# DATA LISTING
◆ ◆ ◆
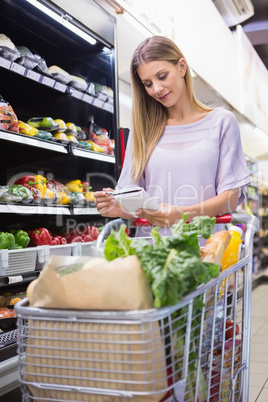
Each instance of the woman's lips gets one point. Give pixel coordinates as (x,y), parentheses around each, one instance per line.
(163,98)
◆ ◆ ◆
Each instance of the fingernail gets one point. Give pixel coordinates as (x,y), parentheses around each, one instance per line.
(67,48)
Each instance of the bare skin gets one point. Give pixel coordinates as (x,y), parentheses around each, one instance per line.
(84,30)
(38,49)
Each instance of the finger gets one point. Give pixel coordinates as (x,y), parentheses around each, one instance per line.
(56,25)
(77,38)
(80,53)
◆ ◆ ◆
# EXERCISE DETAILS
Show every line of the data above that contains the string "lips", treating uppercase and lowercase as distinct.

# SOLUTION TO THIS EXERCISE
Each instance of the woman's lips gets one point. Give pixel coordinates as (x,y), parentheses around each, one instance per line.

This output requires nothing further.